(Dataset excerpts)
- Opening Delimiter -

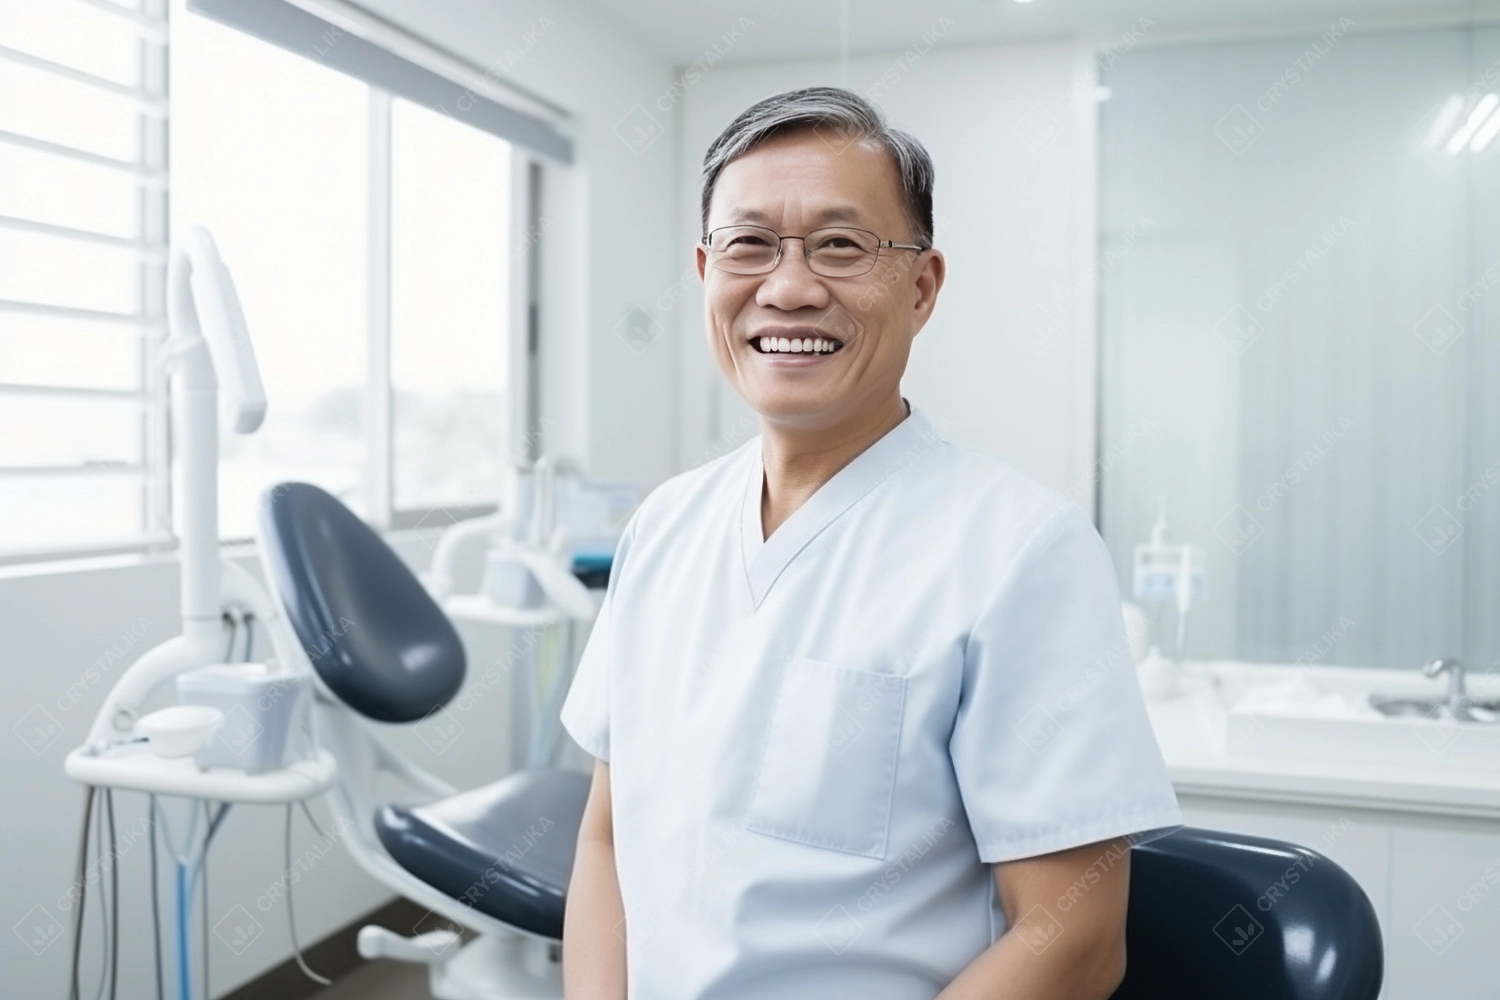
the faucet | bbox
[1422,658,1467,715]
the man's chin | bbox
[744,388,844,428]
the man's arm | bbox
[562,760,628,1000]
[935,837,1132,1000]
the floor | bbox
[313,960,433,999]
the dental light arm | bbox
[83,228,275,748]
[169,226,266,638]
[180,227,267,434]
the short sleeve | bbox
[950,502,1183,864]
[559,511,640,762]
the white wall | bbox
[356,0,685,486]
[673,38,1104,508]
[0,3,677,996]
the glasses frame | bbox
[701,224,928,278]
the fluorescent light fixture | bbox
[1421,94,1465,151]
[1471,97,1500,152]
[1446,92,1499,154]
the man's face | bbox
[697,129,944,431]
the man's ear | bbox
[696,243,708,282]
[911,249,946,332]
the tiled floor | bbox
[313,960,433,999]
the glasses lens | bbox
[709,226,779,273]
[806,228,880,276]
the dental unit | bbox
[63,227,600,1000]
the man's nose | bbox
[754,238,831,312]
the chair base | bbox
[361,925,561,1000]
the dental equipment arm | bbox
[424,511,507,601]
[171,228,265,638]
[81,228,276,749]
[428,455,598,620]
[82,560,288,750]
[184,227,266,434]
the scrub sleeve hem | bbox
[559,711,610,763]
[974,806,1186,865]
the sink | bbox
[1214,665,1500,772]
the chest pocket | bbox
[744,656,907,860]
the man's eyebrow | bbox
[724,205,873,227]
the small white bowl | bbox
[137,705,224,758]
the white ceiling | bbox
[572,0,1500,67]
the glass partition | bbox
[1098,26,1500,670]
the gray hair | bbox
[700,86,935,248]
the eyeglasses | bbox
[702,225,927,278]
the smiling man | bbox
[560,87,1182,1000]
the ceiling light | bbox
[1446,92,1499,154]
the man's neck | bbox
[759,395,910,540]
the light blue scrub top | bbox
[560,406,1183,1000]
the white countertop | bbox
[1146,661,1500,820]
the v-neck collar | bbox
[739,405,945,608]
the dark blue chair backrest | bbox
[1111,826,1383,1000]
[258,482,465,723]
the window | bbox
[170,0,369,540]
[0,0,525,560]
[168,0,517,540]
[389,97,512,517]
[0,0,169,557]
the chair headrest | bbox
[258,482,465,722]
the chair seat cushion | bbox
[375,768,590,939]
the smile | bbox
[750,336,845,355]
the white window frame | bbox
[0,0,172,565]
[1,0,540,564]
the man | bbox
[560,86,1181,1000]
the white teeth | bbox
[755,335,843,354]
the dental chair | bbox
[257,485,1385,1000]
[257,482,589,999]
[1110,826,1384,1000]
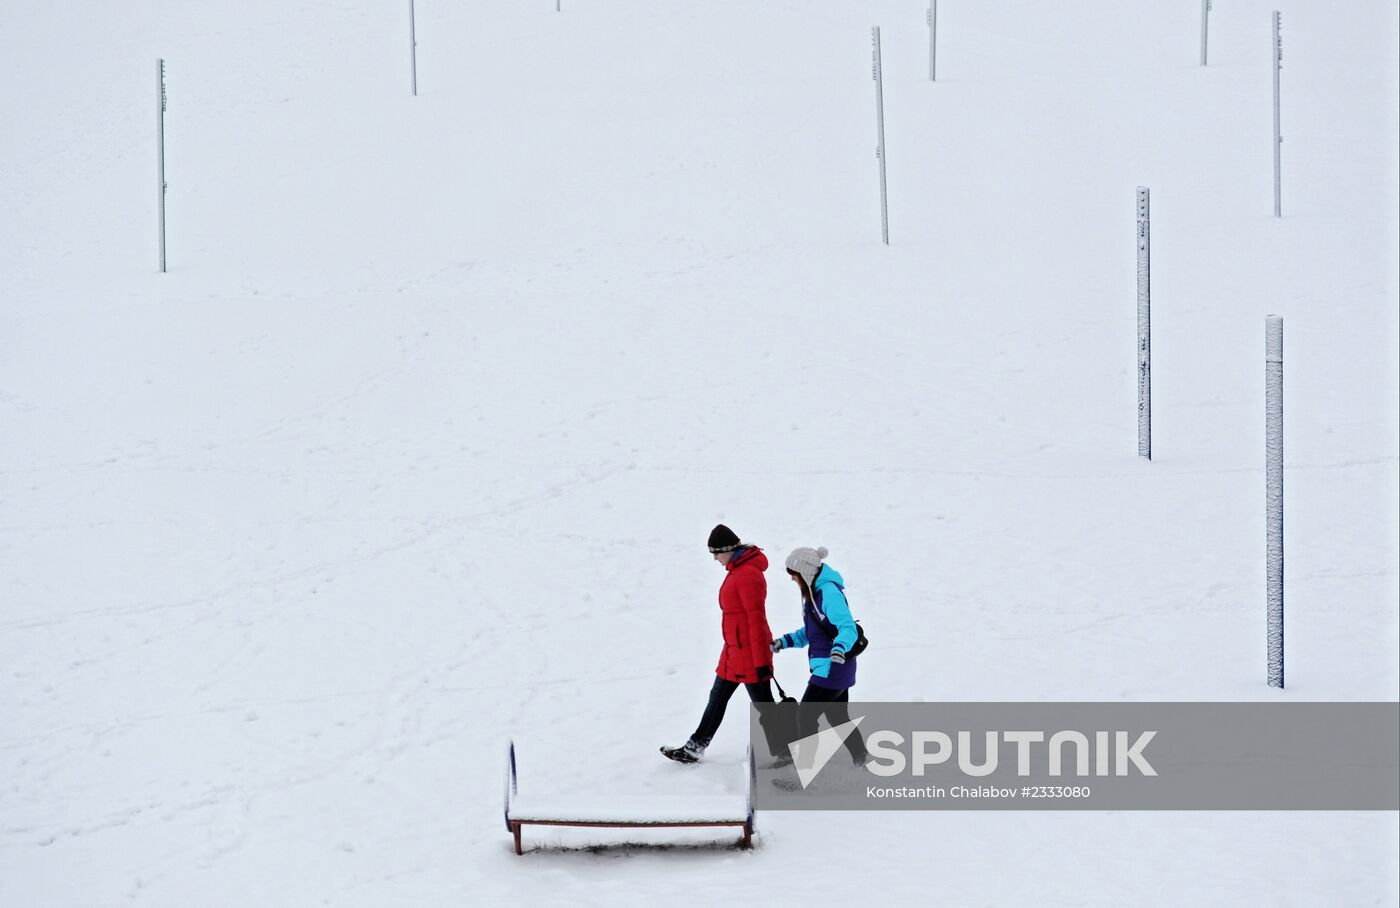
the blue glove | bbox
[830,649,846,665]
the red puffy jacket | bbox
[714,547,774,683]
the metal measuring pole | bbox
[872,27,888,245]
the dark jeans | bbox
[798,681,868,763]
[691,675,774,748]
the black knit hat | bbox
[707,524,741,553]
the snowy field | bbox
[2,0,1397,904]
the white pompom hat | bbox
[784,546,829,588]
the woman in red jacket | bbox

- Closing Delimiter -

> [Task objective]
I need the lines from the one holding "the smile | bbox" through the last line of the entries set down exactly, with every picture left out.

> [Reply to the task]
the smile | bbox
[750,336,845,355]
the white window frame | bbox
[0,0,172,565]
[1,0,540,564]
the man | bbox
[560,86,1181,1000]
the white teeth | bbox
[755,335,843,354]
the dental chair | bbox
[257,485,1385,1000]
[257,482,589,999]
[1110,826,1384,1000]
the blue glove | bbox
[830,649,846,665]
the red puffy jacket | bbox
[714,547,774,683]
the metal measuring pole | bbox
[872,27,888,245]
the dark jeans | bbox
[798,681,868,763]
[691,675,774,748]
the black knit hat | bbox
[707,524,741,553]
the snowy field | bbox
[2,0,1397,904]
the white pompom hat | bbox
[784,546,829,588]
the woman in red jacket | bbox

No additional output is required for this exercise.